_USING THE INFORMATION_.
- a) Answer each question from the article on the Philippine mining ban.
(i) How old was the ban that was lifted?
(ii) What is the number of the executive order President Duterte signed to lift the 2012 moratorium?
(iii) About how many mining applications have reportedly been awaiting approval?
- b) In the article on the Philippine mining ban, take the part that opens with the words containing "The all powerful" and closes with "in northern Luzon.", and rewrite it with "moratorium" swapped for "suspension".
- c) Pick up the article on the Philippine mining ban after its final sentence and keep writing.

_DOCUMENT TEXT_.

The Philippines mining sector is celebrating the decision of President Rodrigo Duterte to lift a nine year old ban on the issue of new mining agreements.
The all powerful Philippine leader reversed a recent trend to stall mining activities in the mineral rich nation when he issued a new order to reverse sections of the controversial Executive Order 79.
In a decision that is being labelled as a move to revive an economy hard hit by COVID 19, President Duterte signed Executive Order 130 which lifts the 2012 moratorium on granting new mining agreements. His aim, reportedly, is to stimulate economic growth in the country including increased employment opportunities in remote rural areas such as those near Celsius Resources MCB copper-gold project in northern Luzon.
One of the newest project developers in the country following the acquisition of the high-grade JORC-resourced Maalinao-Caigutan-Biyog (MCB) copper-gold project, Celsius Resources (ASX: CLA) has made community engagement and local development goals a key to lead up to mine development.
The positive Presidential decision is expected to attract further new players like Celsius and a number of current and former Philippine miners.
There are reports that close to 300 mining applications have been awaiting approvals.

_INPUT DATA_.
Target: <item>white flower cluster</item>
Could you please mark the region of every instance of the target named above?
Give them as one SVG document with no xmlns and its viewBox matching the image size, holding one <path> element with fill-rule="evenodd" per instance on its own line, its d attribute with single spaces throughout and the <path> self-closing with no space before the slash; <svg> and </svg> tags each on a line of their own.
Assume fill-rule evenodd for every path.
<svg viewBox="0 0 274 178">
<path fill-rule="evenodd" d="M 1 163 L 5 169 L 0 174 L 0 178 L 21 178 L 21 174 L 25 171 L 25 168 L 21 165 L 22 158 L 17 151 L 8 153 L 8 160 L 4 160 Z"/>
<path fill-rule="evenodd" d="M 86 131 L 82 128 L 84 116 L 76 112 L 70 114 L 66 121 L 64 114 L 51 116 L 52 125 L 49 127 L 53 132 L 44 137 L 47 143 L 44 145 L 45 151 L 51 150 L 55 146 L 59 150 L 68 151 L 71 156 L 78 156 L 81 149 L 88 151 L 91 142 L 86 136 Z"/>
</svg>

_RESPONSES BY TASK_.
- a)
(i) Nine years old.
(ii) Executive Order 130.
(iii) Close to 300.

- b)
The all powerful Philippine leader reversed a recent trend to stall mining activities in the mineral rich nation when he issued a new order to reverse sections of the controversial Executive Order 79.
In a decision that is being labelled as a move to revive an economy hard hit by COVID 19, President Duterte signed Executive Order 130 which lifts the 2012 suspension on granting new mining agreements. His aim, reportedly, is to stimulate economic growth in the country including increased employment opportunities in remote rural areas such as those near Celsius Resources MCB copper-gold project in northern Luzon.

- c)
The Philippines is rated the fifth most mineralised country in the world, with the third largest deposits of gold, fourth for copper, fifth for nickel and sixth for chromite. The nation’s mineral resource assets are valued at around A$1.32 trillion, but according to President Duterte the country has tapped into less than five percent of its mineral resources endowment.
The President also sees mining as being potentially a major employer in a country where millions cannot find work.
Prior to the arrival of the COVID 19 pandemic, close to 200,000 workers were employed by the mining sector and this is expected to ramp up if the new mines are able to open up quickly.
Mining is also a key export earner for the country.
The Philippine’s Mines and Geoscience Bureau (MGB) reported recently that the nation’smetallic mineral production value ended the year on a positive note with a 1.13% gain from PhP130.74 billion in 2019 to PhP132.21 billion in 2020, a PhP1.47 billion increase.
Nickel ore together with the nickel by-products – mixed nickel-cobalt sulphide and scandium oxalate ruled the production scene with PhP68.48 billion or 51.80%.
Gold earned the second spot with PhP47.60 billion or 36.00%. with Copper coming in third accounting for PhP14.88 billion or 11.25%. While the shared value of silver, chromite, and iron amounted to PhP1.26 billion which was less than 1%.